* **Exercise material**

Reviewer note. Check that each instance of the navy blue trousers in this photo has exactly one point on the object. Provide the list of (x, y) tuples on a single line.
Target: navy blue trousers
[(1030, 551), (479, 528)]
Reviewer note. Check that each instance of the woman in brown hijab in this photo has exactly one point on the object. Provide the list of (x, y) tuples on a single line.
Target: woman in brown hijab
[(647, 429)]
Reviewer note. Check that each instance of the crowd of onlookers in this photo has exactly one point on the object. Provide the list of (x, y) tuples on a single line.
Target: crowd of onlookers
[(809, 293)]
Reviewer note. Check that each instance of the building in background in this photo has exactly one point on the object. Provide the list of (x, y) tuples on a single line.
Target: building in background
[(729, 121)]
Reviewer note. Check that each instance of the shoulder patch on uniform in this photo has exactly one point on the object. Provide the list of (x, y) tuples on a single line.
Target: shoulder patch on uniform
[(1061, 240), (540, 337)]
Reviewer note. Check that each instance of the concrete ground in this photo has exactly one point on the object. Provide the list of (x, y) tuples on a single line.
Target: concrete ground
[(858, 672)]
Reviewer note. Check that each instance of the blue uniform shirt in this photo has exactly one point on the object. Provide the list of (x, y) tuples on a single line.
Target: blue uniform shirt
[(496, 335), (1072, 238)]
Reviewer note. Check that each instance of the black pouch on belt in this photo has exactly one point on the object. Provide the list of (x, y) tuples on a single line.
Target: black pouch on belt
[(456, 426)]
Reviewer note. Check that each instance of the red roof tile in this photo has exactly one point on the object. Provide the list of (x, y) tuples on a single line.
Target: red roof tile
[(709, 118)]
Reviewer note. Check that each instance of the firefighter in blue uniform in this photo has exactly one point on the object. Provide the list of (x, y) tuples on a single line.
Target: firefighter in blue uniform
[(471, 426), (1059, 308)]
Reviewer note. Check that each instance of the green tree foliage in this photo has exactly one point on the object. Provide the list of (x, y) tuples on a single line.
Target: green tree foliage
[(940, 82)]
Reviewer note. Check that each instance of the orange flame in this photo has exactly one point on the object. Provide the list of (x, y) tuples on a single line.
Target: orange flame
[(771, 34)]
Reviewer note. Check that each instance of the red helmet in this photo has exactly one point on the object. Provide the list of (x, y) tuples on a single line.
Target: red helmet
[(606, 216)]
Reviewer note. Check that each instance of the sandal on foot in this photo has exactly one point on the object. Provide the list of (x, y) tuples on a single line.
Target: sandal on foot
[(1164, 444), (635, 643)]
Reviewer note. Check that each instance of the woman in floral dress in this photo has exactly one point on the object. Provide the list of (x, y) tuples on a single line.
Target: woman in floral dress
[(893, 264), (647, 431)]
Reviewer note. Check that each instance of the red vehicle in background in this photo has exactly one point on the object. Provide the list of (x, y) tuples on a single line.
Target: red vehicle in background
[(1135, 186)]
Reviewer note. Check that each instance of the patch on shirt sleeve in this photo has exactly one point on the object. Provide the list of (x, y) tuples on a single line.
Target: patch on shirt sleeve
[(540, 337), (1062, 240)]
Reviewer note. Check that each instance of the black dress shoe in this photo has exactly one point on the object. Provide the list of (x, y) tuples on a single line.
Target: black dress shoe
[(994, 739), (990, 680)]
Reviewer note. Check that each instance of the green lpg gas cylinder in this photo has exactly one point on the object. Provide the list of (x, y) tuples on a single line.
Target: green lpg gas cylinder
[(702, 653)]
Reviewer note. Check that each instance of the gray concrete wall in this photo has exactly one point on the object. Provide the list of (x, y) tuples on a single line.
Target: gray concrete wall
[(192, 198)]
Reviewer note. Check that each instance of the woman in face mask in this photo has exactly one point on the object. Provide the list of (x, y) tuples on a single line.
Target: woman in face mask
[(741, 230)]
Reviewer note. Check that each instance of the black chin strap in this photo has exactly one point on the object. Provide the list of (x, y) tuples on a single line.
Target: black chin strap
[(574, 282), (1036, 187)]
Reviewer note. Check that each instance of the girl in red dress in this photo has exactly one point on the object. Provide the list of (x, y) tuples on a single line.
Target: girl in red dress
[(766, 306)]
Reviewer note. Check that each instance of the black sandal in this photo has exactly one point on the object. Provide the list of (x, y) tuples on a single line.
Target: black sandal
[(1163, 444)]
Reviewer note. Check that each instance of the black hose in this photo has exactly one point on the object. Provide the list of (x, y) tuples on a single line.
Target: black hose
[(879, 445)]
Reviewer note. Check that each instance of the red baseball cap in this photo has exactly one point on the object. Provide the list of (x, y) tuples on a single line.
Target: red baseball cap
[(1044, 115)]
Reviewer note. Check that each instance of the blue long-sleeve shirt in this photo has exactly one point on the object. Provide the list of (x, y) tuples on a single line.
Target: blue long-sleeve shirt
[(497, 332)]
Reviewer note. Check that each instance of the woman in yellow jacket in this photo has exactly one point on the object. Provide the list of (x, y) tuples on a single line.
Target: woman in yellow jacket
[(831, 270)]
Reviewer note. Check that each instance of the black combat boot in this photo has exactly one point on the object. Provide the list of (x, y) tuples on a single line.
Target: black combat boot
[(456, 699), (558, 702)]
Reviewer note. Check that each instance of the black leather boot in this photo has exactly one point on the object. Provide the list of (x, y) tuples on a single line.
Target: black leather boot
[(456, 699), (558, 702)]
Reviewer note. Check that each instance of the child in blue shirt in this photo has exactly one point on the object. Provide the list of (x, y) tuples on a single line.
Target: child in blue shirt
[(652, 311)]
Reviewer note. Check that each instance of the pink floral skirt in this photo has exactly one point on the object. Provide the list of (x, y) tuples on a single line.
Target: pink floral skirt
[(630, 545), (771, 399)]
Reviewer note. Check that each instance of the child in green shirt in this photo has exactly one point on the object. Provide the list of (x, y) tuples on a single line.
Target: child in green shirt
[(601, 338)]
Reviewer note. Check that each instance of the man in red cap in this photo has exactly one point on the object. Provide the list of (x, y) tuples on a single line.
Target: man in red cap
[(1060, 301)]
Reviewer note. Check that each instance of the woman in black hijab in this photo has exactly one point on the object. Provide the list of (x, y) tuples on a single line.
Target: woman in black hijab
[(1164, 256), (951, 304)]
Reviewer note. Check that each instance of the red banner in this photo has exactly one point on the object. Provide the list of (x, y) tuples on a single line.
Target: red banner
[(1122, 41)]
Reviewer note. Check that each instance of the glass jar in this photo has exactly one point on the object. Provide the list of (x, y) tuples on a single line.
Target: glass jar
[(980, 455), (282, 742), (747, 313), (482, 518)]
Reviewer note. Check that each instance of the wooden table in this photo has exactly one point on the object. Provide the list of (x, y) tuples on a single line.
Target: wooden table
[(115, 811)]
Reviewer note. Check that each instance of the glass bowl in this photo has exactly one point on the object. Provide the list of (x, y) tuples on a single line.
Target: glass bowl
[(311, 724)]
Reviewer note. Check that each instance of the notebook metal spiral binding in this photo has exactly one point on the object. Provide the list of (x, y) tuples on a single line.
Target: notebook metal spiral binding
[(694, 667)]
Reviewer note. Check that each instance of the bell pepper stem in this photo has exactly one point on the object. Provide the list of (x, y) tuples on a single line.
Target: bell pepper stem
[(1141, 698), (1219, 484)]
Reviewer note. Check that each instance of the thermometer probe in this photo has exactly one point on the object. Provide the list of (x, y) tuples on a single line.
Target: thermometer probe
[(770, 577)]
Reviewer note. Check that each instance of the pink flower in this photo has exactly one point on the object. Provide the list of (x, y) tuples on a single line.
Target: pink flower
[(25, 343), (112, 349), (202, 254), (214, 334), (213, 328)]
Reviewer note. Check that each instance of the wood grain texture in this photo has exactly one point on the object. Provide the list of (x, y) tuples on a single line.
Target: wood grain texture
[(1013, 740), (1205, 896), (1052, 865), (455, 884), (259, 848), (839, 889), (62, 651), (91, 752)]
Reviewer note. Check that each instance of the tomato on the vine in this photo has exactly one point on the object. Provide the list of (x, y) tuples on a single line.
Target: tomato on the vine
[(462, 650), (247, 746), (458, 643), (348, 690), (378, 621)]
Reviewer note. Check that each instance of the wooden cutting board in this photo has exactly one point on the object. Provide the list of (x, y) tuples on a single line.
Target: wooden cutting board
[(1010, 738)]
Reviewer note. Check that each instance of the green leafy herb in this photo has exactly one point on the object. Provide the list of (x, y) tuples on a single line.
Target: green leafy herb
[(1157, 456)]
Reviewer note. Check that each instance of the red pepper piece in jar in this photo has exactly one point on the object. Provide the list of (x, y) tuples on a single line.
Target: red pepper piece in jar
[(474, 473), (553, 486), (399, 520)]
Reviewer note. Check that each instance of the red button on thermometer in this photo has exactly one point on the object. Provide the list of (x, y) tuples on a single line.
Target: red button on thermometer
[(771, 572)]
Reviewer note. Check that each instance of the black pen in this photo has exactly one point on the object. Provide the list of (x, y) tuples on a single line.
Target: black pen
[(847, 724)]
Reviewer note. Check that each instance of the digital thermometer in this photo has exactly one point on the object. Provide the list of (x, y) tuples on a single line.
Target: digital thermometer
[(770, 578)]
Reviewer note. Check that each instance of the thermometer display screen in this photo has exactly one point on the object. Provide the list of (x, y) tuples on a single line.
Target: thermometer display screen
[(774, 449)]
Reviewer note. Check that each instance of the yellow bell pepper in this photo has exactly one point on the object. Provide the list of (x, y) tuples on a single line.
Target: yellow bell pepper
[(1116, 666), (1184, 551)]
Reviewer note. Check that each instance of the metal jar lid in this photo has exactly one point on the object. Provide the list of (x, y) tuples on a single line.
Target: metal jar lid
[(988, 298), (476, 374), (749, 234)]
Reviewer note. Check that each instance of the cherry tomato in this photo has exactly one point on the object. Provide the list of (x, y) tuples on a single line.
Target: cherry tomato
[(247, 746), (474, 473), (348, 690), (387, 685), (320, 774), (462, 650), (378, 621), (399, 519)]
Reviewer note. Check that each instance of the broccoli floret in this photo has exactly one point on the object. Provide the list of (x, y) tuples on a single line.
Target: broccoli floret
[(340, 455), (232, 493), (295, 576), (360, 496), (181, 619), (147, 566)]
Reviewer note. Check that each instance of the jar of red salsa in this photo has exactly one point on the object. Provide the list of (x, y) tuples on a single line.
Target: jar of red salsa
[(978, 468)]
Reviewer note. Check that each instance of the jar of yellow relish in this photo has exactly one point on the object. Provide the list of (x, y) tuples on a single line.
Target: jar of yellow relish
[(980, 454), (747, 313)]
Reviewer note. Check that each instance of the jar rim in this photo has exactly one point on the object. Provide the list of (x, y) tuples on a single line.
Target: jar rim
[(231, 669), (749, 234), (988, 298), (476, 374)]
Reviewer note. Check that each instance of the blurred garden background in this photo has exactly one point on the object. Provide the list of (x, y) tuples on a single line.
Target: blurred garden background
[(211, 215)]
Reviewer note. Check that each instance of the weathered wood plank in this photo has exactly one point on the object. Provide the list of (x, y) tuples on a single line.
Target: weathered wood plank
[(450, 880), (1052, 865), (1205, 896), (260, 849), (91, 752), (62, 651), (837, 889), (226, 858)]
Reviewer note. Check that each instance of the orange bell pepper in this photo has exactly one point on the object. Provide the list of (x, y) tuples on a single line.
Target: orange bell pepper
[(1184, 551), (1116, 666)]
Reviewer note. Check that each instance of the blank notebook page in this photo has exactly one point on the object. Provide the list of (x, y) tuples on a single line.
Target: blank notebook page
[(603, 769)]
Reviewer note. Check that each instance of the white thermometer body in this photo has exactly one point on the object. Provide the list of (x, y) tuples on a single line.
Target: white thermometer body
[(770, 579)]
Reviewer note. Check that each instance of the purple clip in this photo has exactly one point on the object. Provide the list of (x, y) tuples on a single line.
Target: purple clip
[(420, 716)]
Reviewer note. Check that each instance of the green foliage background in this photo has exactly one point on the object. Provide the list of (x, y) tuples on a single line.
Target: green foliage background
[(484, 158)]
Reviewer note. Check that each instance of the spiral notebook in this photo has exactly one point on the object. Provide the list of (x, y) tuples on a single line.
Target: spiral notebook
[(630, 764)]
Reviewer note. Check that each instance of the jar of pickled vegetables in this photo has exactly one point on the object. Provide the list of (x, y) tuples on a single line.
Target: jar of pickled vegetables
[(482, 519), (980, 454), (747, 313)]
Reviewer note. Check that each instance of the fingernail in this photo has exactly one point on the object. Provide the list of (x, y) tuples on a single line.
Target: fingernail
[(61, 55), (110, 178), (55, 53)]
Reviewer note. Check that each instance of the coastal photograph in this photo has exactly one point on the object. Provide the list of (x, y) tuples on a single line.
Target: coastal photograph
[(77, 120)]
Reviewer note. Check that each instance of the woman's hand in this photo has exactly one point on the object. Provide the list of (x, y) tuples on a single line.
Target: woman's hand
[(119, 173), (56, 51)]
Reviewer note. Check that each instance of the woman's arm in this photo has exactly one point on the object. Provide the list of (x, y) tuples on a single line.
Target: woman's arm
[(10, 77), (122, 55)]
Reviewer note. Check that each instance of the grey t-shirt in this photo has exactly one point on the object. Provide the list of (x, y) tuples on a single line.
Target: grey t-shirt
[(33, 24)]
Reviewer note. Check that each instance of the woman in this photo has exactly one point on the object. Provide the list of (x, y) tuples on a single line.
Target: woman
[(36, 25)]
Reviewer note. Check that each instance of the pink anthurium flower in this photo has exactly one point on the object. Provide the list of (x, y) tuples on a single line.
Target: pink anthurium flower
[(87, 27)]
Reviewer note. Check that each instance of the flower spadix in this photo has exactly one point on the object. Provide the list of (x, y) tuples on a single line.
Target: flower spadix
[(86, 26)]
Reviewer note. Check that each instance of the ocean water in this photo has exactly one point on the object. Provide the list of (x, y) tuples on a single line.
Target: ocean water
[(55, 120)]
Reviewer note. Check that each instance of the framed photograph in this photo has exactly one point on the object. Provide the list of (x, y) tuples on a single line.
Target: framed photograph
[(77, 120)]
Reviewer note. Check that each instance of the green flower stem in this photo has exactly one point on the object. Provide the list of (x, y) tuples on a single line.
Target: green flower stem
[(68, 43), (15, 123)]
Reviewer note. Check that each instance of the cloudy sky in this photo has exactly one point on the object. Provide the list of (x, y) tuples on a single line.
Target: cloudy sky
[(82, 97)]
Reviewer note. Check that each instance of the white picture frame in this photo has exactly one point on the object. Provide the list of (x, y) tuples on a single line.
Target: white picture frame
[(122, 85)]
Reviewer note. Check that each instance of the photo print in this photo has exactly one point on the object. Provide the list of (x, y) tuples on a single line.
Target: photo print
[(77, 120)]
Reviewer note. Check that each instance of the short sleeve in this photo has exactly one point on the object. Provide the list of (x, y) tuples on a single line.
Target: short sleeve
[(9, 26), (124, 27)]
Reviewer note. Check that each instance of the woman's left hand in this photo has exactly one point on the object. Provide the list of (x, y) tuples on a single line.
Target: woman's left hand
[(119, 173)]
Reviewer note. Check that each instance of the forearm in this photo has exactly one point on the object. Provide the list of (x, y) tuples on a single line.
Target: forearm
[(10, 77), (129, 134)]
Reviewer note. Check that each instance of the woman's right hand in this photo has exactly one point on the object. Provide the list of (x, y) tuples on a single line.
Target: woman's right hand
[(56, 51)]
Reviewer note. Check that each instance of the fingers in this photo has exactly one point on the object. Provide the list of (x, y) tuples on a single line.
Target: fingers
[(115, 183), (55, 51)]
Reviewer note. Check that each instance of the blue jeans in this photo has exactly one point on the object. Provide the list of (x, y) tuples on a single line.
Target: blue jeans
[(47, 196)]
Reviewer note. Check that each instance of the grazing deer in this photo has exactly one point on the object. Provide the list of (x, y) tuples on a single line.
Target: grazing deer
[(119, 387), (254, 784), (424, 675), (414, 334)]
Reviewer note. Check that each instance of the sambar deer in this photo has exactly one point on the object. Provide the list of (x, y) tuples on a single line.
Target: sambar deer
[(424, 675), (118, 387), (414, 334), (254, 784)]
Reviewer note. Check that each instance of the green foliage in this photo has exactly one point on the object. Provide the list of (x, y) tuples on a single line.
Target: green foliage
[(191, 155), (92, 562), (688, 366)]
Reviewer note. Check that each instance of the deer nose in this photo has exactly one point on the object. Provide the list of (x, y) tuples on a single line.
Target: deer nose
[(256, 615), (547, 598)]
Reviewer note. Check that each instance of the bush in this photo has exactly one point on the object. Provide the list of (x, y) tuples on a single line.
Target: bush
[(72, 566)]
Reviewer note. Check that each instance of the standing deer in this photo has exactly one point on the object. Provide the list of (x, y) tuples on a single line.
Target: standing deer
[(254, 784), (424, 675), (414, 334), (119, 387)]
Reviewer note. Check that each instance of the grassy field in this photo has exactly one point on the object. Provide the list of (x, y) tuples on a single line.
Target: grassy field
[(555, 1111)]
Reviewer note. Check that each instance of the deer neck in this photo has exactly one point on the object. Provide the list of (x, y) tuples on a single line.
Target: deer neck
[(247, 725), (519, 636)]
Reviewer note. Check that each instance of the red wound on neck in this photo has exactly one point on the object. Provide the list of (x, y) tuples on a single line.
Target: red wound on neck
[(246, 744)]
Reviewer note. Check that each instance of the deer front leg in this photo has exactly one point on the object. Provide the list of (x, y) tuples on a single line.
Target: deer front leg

* **Problem to work on**
Edit the lines from the very first one through the line that has "[(709, 118)]", replacing "exactly one point" with "a single point" and changing nothing else. Give back only those lines.

* **Task solution**
Reviewer note. Check that each instance of the navy blue trousers in this photo has a single point on the object. Provide the list of (x, y) tuples on a single line.
Target: navy blue trousers
[(1030, 551), (479, 528)]
Reviewer note. Check that each instance of the woman in brown hijab in this photo has a single point on the object. Provide the list of (x, y) tuples on a single line.
Target: woman in brown hijab
[(647, 429)]
Reviewer note. Check that each instance of the crowd of onlookers in this photo has a single point on the object. Provide the list of (x, y) tuples on a single line.
Target: crowd of onlookers
[(809, 293)]
Reviewer note. Check that each instance of the building in background in this photo has a single point on the object. Provide the list of (x, y) tuples on a single line.
Target: building in background
[(729, 121)]
Reviewer note. Check that each instance of the shoulder patch on uniform in this photo has a single point on the object. Provide the list of (x, y) tuples on a single line.
Target: shoulder patch on uniform
[(1061, 240), (540, 337)]
Reviewer note. Check that each instance of the concrete ground in this photo has a single point on the object. Provide the list of (x, y) tuples on a single line.
Target: concrete ground
[(858, 672)]
Reviewer note. Check that each instance of the blue uniform shirt in this photo has a single point on the object. Provide the list of (x, y) tuples on a single line.
Target: blue uniform shirt
[(496, 335), (1072, 238)]
Reviewer note. Check that each instance of the black pouch on belt in this photo has a single point on the object. Provide the list of (x, y) tuples on a single line.
Target: black pouch on belt
[(456, 426)]
Reviewer note. Check that each instance of the red roof tile in this photo has a single point on the object. Provide the list of (x, y) tuples on a single line.
Target: red roof tile
[(709, 118)]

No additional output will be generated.